Lines of labeled-object points:
★ ★ ★ ★ ★
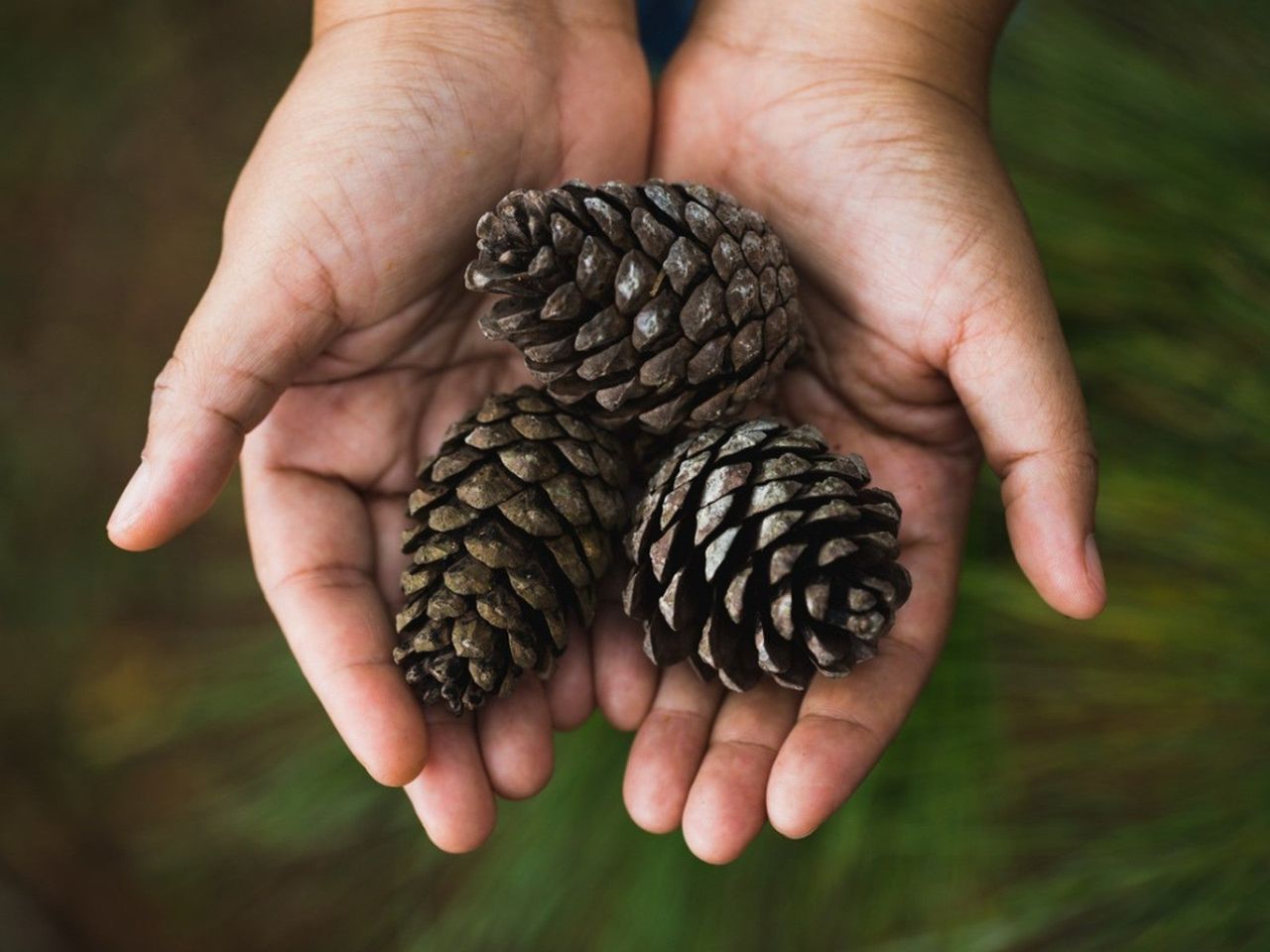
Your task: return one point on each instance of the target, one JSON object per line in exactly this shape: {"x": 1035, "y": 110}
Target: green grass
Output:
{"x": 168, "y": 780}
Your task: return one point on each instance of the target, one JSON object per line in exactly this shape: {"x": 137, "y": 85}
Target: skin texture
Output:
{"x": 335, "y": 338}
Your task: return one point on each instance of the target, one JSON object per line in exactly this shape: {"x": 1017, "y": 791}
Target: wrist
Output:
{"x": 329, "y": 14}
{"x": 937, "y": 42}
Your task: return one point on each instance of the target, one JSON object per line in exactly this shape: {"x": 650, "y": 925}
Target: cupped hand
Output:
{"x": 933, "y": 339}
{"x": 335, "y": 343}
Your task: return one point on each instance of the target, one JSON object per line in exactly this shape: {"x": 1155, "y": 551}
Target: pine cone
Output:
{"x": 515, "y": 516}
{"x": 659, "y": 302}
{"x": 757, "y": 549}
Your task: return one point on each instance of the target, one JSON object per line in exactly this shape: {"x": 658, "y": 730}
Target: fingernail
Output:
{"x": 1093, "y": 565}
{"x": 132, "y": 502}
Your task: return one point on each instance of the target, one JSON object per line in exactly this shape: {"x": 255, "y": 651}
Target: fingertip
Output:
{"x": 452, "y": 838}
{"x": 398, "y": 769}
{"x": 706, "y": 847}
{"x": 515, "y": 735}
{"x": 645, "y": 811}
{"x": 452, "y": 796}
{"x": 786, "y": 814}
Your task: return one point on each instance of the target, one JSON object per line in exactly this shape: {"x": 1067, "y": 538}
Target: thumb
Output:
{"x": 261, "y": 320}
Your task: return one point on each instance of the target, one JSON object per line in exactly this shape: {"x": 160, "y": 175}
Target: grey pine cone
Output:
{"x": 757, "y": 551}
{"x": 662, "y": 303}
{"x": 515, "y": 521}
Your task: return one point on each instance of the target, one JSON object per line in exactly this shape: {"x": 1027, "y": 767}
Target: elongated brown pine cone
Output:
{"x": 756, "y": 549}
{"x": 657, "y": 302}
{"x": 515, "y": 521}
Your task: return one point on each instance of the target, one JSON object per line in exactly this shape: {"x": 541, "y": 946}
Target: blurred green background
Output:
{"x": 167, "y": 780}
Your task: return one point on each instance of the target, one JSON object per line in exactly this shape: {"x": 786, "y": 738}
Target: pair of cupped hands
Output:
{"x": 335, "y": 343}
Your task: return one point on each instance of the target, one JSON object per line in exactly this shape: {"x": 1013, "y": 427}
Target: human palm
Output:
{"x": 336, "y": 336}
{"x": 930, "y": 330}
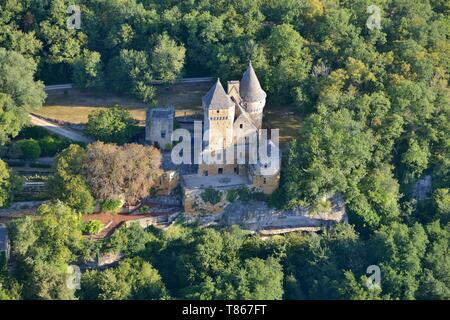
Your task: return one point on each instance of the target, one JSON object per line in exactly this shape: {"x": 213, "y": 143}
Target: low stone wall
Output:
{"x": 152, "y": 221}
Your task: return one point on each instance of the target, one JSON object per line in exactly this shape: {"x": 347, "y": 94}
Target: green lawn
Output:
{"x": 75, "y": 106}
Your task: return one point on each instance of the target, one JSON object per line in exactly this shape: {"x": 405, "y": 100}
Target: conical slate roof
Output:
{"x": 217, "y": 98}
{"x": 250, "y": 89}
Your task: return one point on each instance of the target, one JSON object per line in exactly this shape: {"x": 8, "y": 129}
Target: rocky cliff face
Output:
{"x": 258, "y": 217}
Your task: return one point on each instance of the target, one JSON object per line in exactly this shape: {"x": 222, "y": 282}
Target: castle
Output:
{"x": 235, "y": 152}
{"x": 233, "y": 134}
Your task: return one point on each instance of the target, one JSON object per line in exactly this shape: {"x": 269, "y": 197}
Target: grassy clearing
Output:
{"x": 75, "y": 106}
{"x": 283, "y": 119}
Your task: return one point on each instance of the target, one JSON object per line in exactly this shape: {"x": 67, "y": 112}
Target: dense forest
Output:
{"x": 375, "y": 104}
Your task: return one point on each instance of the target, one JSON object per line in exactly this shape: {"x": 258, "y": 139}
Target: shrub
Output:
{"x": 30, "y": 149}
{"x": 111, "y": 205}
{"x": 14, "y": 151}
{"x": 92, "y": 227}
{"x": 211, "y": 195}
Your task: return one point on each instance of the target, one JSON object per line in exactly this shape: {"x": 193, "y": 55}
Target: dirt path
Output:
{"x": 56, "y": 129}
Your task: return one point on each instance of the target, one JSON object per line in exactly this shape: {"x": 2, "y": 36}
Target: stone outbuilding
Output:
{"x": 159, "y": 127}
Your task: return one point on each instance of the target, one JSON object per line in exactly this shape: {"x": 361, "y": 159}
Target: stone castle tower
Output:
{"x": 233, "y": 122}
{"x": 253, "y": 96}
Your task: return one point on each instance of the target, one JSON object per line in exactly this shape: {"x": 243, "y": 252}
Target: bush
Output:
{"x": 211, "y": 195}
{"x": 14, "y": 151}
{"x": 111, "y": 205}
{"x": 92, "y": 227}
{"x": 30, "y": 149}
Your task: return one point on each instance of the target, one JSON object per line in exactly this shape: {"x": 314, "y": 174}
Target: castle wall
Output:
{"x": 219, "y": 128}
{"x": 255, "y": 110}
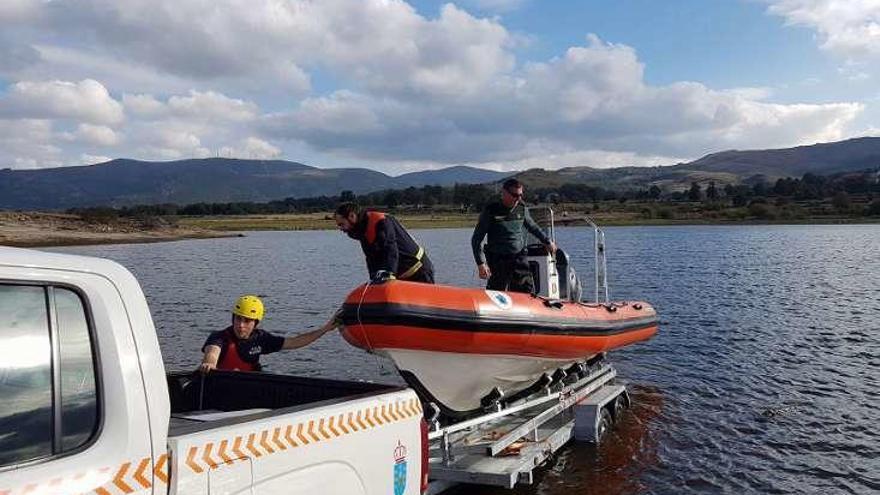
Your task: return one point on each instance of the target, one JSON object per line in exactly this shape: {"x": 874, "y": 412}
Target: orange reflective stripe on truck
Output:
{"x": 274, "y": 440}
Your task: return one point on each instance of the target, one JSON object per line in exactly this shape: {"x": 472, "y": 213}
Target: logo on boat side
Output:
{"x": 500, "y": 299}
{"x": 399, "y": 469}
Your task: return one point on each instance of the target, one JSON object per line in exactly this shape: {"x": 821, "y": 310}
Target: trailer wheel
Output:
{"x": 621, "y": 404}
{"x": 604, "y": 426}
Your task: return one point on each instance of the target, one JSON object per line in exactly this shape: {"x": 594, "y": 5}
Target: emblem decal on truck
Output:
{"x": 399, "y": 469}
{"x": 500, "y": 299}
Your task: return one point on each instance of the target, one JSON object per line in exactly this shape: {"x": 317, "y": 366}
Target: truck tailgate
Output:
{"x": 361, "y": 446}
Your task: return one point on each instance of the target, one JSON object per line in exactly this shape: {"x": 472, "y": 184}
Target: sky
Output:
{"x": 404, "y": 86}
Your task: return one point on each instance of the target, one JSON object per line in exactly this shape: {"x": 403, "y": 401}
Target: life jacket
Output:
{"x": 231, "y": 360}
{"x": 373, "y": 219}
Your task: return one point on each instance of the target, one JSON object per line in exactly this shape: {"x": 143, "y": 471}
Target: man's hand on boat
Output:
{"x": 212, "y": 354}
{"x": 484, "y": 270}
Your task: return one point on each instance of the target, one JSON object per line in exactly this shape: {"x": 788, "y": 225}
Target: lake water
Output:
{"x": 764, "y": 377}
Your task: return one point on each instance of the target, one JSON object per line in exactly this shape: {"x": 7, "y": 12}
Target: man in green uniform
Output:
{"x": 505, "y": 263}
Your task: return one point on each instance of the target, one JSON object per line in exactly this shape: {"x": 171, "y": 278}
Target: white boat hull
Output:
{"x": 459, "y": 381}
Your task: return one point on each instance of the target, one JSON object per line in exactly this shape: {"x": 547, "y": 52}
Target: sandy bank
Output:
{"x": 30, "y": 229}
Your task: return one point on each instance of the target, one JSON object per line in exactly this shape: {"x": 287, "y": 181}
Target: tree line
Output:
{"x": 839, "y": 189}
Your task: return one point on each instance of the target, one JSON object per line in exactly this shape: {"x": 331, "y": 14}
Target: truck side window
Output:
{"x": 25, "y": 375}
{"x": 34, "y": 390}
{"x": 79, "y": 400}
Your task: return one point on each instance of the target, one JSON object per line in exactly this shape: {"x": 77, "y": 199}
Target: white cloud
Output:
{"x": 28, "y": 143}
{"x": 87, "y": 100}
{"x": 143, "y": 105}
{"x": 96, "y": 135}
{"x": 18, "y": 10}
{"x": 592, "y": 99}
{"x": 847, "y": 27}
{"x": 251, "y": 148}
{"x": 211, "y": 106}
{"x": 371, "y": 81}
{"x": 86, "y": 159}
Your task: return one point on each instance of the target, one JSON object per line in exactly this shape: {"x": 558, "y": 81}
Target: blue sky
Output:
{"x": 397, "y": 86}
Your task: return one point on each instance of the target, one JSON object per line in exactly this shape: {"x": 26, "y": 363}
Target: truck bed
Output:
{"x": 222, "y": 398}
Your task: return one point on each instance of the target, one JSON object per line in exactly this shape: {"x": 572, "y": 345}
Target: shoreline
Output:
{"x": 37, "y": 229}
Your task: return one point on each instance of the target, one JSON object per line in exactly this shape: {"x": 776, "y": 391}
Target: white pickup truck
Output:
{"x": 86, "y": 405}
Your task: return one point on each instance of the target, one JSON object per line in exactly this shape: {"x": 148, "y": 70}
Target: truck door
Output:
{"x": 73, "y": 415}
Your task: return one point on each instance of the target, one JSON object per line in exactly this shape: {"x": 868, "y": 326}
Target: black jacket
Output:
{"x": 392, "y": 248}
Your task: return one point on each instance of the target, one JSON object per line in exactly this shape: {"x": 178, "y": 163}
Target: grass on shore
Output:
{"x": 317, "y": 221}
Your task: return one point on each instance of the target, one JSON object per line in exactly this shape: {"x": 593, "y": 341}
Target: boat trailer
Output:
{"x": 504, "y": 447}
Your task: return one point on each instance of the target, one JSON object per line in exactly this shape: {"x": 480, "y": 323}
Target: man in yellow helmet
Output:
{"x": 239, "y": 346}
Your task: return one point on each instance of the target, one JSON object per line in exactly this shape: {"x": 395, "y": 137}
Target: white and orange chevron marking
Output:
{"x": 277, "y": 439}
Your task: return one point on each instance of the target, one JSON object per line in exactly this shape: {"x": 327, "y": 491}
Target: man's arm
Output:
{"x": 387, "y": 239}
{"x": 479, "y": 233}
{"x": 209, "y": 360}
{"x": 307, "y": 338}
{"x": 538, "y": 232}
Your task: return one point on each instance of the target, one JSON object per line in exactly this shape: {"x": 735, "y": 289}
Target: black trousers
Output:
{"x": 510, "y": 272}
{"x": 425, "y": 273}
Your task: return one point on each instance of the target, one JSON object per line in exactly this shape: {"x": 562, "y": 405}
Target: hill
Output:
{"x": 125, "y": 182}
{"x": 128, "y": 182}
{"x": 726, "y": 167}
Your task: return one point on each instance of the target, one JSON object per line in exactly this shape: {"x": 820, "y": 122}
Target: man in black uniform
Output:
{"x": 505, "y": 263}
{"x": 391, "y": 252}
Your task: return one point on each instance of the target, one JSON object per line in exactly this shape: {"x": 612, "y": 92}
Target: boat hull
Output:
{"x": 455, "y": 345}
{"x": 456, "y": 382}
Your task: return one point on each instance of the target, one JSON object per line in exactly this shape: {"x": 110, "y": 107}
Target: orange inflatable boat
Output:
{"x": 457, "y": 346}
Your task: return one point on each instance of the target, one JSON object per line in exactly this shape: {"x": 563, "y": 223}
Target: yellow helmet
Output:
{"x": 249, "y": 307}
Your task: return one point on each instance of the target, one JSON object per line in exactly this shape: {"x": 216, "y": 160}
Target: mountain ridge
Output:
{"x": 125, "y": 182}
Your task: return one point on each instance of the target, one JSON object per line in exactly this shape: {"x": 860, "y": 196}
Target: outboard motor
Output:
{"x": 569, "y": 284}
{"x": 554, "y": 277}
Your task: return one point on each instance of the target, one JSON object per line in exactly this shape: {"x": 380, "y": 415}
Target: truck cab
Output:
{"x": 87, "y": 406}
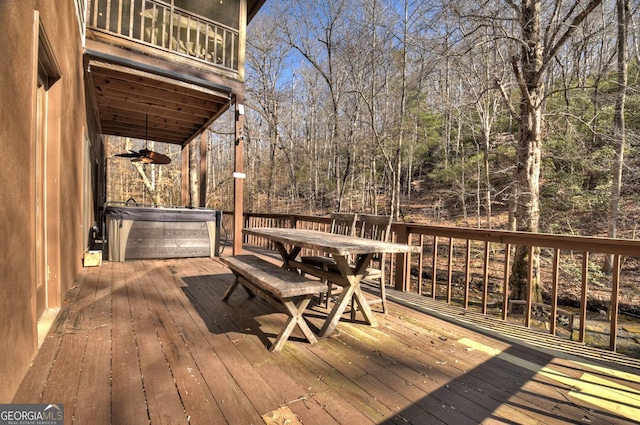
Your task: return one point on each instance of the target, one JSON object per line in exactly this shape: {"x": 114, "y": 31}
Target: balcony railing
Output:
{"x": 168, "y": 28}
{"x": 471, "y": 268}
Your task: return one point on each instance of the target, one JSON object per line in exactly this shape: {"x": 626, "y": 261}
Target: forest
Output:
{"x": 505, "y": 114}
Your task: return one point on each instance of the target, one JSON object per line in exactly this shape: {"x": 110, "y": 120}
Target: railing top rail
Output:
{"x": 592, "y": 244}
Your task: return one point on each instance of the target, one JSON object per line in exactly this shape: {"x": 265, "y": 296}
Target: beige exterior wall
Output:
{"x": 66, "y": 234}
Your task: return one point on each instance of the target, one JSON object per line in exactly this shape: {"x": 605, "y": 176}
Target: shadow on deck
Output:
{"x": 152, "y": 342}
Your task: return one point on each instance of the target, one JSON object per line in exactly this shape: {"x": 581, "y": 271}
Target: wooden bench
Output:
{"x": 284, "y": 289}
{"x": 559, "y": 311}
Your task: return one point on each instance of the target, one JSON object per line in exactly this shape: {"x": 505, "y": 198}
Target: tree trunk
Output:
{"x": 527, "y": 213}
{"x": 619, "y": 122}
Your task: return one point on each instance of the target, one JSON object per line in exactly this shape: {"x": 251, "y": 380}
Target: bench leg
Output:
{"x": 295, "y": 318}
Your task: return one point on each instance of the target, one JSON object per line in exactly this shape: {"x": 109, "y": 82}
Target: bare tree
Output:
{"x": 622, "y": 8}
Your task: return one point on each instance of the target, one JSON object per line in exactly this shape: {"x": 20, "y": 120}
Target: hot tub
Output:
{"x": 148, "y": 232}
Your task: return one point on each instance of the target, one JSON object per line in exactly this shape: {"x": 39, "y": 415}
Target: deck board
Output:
★ ★ ★ ★ ★
### What the task asks
Extract every line above that contains the string "bench", matching case exactly, and copy each one in full.

### Written response
Target: wooden bench
Target: bench leg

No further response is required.